**Task goal**.
Can you rewrite all of the rows below so that every "specify what to find" becomes "name the target" and nothing else changes?

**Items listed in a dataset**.
────
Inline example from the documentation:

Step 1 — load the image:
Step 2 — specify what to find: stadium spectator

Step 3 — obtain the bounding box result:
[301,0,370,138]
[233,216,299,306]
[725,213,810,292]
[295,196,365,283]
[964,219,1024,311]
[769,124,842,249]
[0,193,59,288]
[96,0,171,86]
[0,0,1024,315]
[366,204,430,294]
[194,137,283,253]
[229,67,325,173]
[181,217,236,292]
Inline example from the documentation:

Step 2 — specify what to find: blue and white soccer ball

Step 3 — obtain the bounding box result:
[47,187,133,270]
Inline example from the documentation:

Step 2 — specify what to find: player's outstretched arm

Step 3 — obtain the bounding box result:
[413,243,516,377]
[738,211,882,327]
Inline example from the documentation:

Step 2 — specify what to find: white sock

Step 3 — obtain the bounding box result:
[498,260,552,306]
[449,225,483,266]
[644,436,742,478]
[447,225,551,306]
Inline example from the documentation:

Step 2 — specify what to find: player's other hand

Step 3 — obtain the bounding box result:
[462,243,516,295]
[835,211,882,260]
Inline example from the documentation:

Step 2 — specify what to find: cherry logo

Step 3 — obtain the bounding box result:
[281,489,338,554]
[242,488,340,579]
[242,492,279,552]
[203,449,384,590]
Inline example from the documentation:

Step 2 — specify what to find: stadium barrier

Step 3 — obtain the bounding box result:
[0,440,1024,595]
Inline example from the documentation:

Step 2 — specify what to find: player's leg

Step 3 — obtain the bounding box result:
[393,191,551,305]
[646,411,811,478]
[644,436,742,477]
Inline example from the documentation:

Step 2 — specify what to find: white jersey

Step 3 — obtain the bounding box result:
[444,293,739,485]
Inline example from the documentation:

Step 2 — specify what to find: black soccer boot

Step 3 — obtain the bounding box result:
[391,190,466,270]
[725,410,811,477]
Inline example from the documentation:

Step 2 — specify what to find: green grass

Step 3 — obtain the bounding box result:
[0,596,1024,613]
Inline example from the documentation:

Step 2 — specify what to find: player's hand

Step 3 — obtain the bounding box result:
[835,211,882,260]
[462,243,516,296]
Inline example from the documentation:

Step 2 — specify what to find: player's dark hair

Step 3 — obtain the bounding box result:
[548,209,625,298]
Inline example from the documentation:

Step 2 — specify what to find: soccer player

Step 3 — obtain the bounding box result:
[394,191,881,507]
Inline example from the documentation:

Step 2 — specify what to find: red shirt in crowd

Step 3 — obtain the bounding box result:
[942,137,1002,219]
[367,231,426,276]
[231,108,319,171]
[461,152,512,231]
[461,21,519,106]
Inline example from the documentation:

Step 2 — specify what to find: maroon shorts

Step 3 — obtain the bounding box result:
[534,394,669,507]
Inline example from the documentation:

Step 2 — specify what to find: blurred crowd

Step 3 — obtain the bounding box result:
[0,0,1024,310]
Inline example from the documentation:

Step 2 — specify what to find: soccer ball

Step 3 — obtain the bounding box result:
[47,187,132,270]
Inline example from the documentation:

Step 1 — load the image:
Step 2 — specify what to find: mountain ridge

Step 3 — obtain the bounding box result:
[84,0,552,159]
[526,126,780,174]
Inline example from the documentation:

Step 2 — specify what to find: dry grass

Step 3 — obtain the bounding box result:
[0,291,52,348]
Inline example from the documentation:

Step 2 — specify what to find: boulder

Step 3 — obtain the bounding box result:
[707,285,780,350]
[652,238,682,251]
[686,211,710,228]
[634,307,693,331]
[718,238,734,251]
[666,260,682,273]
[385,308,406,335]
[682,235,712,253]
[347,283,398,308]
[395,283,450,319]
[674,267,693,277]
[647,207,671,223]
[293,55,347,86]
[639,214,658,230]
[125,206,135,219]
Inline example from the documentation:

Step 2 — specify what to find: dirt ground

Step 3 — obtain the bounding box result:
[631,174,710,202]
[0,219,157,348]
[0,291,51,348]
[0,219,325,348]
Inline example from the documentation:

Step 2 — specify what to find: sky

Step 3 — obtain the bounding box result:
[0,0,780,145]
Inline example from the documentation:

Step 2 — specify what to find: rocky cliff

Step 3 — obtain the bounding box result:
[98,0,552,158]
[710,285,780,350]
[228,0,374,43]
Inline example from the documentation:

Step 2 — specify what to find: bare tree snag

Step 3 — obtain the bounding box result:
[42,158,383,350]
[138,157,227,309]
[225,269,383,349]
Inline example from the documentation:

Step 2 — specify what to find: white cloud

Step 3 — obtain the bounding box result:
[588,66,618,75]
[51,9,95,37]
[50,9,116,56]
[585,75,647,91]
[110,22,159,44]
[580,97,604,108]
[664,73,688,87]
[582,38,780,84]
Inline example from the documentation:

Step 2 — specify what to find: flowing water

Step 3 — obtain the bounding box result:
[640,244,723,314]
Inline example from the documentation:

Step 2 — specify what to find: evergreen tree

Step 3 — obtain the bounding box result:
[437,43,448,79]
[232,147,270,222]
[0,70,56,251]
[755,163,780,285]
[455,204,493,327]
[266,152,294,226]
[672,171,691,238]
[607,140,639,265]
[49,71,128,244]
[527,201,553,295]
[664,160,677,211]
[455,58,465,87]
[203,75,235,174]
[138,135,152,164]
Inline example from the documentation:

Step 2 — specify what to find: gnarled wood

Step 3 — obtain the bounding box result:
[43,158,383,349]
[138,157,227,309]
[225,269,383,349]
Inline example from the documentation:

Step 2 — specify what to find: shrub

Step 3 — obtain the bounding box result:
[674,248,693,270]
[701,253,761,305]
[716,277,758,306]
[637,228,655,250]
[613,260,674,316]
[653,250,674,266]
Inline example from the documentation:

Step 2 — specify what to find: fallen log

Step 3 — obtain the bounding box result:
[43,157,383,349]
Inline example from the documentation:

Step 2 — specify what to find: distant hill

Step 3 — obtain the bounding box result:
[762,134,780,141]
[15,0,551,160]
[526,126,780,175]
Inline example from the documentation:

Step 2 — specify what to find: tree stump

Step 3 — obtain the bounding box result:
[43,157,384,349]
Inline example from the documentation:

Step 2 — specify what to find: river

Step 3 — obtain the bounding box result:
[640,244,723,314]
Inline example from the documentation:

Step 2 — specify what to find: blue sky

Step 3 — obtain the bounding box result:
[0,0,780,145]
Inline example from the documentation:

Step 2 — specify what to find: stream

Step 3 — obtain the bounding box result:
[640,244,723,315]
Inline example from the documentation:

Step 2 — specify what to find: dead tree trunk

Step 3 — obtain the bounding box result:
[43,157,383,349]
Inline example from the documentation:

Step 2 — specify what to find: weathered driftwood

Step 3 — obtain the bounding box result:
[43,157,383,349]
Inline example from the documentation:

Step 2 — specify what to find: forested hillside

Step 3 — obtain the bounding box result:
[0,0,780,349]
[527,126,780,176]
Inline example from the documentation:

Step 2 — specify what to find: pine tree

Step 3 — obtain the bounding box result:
────
**Written solution**.
Inline example from the documentation:

Step 1 — load the image:
Step 2 — name the target: stadium spectator

Step 3 — obtain the bounding box result:
[301,0,370,138]
[233,216,299,306]
[725,213,810,292]
[295,196,365,283]
[964,219,1024,311]
[769,124,842,249]
[0,193,59,288]
[96,0,171,86]
[0,0,1024,315]
[366,204,430,294]
[194,137,283,253]
[229,67,325,173]
[181,217,236,292]
Inline example from the documentation:

Step 2 — name the target: blue and white soccer ball

Step 3 — obtain the bounding box result:
[47,187,133,270]
Inline example from the documentation:

Step 2 — name the target: player's outstretched arm

Step 3 — obtain the bounding box result:
[413,243,516,377]
[738,211,882,327]
Inline example from the documentation:

Step 2 — name the target: white sock

Step 3 — obtain the bounding box result:
[498,260,552,306]
[449,225,483,266]
[644,436,742,478]
[447,225,551,306]
Inline example from the documentation:

Step 2 — name the target: player's other hand

Step 3 — obtain the bounding box result:
[462,243,516,295]
[835,211,882,260]
Inline example from the documentation:

Step 2 — name the target: cherry logo

Step 3 — obtain the bounding box result:
[281,489,338,554]
[242,488,340,579]
[242,492,279,552]
[203,449,384,590]
Inline example from the documentation:

Step 2 — name the target: stadium barrier

Step 3 — obtain the bounding box result:
[0,440,1024,595]
Inline example from the documentation:

Step 2 — name the target: player's leg

Step 3 — obtain the bounding box result:
[393,191,551,305]
[646,411,811,478]
[644,436,742,477]
Inline example from the documentation:

Step 2 — name the target: white jersey

Step 3 — obtain the bounding box result:
[444,293,739,485]
Inline example from the documentation:

Step 2 — name the target: black soccer boot

Step 3 — obtain the bounding box result:
[391,190,466,270]
[725,410,811,477]
Inline example from the documentation:

Step 2 — name the target: green grass

Step 3 — obtain the bounding box result:
[0,596,1024,613]
Inline example from the documentation:

Step 2 — name the target: player's hand

Step 3 — obtain the bounding box result:
[835,211,882,260]
[462,243,516,296]
Inline example from the documentation:

Step 2 — name the target: player's dark hair

Step 3 — obtain the bounding box result:
[548,209,625,298]
Inline example from the documentation:

Step 2 — name the target: soccer player

Step 3 — obtain the bounding box result:
[394,191,881,507]
Inline example from the documentation:

Step 2 — name the target: red shirt in crowd

Step 3 — obtain the bounding box result:
[942,137,1002,219]
[367,231,426,276]
[231,108,319,171]
[461,152,512,231]
[461,21,519,106]
Inline example from the documentation:

Step 2 — name the target: maroon shorts

Step 3 — obtain the bounding box result:
[534,394,669,507]
Inline example from the documentation:

Step 2 — name the target: blurred crowd

Step 3 — obtain the bounding box result:
[0,0,1024,310]
Inline example from the documentation:

Step 2 — name the target: soccer ball

Step 3 — obtain the bounding box result:
[47,187,132,270]
Inline example from the documentation:

Step 1 — load the image:
Step 2 — name the target: mountain ridge

Step 3 — obtain the bounding box result:
[84,0,552,159]
[526,126,780,174]
Inline example from the documentation:

Step 2 — name the target: dry grass

Step 3 — obtain the bounding box result:
[0,291,52,348]
Inline example from the documentation:

Step 2 — name the target: boulder

Step 3 — obtain the bounding box result:
[707,285,780,350]
[652,238,682,251]
[686,211,710,228]
[634,307,693,331]
[718,238,734,251]
[666,260,682,273]
[385,308,406,335]
[682,235,712,253]
[347,283,398,308]
[395,283,450,319]
[674,267,693,277]
[647,207,671,223]
[293,55,347,86]
[639,214,658,230]
[125,206,135,219]
Inline example from the documentation:

Step 2 — name the target: dirt ground

Step 3 — obtain the bounding box result:
[631,174,710,202]
[0,219,157,348]
[0,291,51,348]
[0,219,325,348]
Inline example from the documentation:

Step 2 — name the target: sky

Step 3 — obtain the bounding box result:
[0,0,780,145]
Inline example from the documentation:

Step 2 — name the target: rocky cliff

Step 3 — obtain the bounding box result:
[98,0,552,158]
[710,285,780,350]
[228,0,374,43]
Inline example from the documentation:

Step 2 — name the target: bare tree snag

Step 3 — obtain the bounding box result:
[42,158,383,350]
[138,157,227,309]
[225,269,383,349]
Inline example from the documentation:

Step 2 — name the target: white cloud

Step 3 — obtain the bounding box result:
[588,66,618,75]
[51,9,95,37]
[50,9,116,56]
[585,75,647,91]
[110,22,159,44]
[580,97,604,108]
[664,73,688,87]
[582,38,780,84]
Inline example from the documentation:

Step 2 — name the target: flowing water

Step 3 — obtain the bounding box result:
[640,244,723,314]
Inline example from the documentation:

Step 2 — name the target: evergreen tree

Step 3 — obtain the bounding box result:
[437,43,448,79]
[232,147,270,222]
[0,70,56,251]
[755,163,780,285]
[455,204,493,327]
[266,152,294,226]
[672,171,691,238]
[607,140,639,265]
[49,71,128,244]
[527,201,553,295]
[664,160,677,211]
[455,58,465,87]
[203,75,235,174]
[138,135,152,164]
Inline example from the documentation:

Step 2 — name the target: gnarled wood

Step 3 — obtain the bounding box result:
[43,158,383,349]
[138,157,227,309]
[225,269,383,349]
Inline example from the documentation:

Step 2 — name the target: shrub

Step 3 — obtain the bounding box result:
[674,248,693,270]
[701,253,761,305]
[716,277,758,306]
[637,228,655,250]
[613,260,674,316]
[653,250,674,266]
Inline example from the documentation:

Step 2 — name the target: fallen log

Step 3 — obtain the bounding box result:
[43,157,383,349]
Inline example from the documentation:

Step 2 — name the target: distant hill

Step 3 — obtain the bounding box result:
[762,134,780,141]
[15,0,551,160]
[526,126,780,175]
Inline example from the documentation:

Step 2 — name the target: tree stump

Step 3 — obtain the bounding box result:
[43,157,384,349]
Inline example from the documentation:

Step 2 — name the target: river

Step 3 — obtain the bounding box result:
[640,244,723,314]
Inline example from the documentation:

Step 2 — name the target: blue sky

Step 3 — obtain the bounding box result:
[0,0,780,145]
Inline example from the documentation:

Step 2 — name the target: stream

Step 3 — obtain the bounding box result:
[640,244,723,315]
Inline example from the documentation:

Step 2 — name the target: dead tree trunk

Step 3 — obtain the bounding box result:
[43,157,383,349]
Inline example from the documentation:

Step 2 — name the target: weathered driftwood

Step 3 — obtain the bounding box result:
[43,157,383,349]
Inline example from the documentation:

Step 2 — name the target: forested hillside

Step 3 — obtain the bounding box result:
[0,0,780,349]
[527,126,780,176]
Inline example from the documentation:

Step 2 — name the target: pine tree

Step 3 — obtain the bounding box result:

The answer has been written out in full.